*Required work*: Give the data again exactly, without its images.

*Records supplied*:
+--

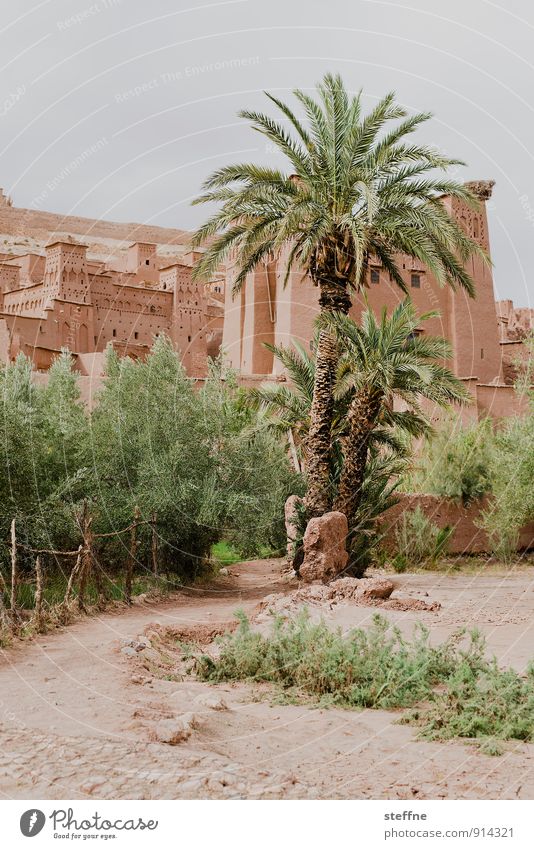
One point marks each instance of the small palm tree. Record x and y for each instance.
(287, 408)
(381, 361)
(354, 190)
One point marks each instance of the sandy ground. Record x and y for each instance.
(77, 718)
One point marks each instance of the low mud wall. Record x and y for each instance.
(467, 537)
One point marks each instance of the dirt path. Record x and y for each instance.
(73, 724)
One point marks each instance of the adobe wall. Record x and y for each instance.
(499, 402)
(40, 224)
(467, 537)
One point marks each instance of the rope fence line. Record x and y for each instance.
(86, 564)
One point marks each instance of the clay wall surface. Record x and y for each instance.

+--

*Result of the exercise*:
One point marks each instance of the small palm tree. Record x and y for each instance.
(287, 408)
(381, 361)
(354, 190)
One point marks each instance of the sandy ground. Record x and y for each instance.
(77, 718)
One point marks each instance of the low mud wall. Record x and y for each instance.
(467, 537)
One point marks each instance of the dirt path. Record x and y for each instance.
(73, 724)
One point marks each instance of the adobe wall. Record x and y for each instance.
(499, 402)
(40, 224)
(467, 537)
One point marks each instance of the rope fence line. Record x and y for each instance.
(86, 564)
One point marks each instance of the clay wall surface. Record x and y for each instance.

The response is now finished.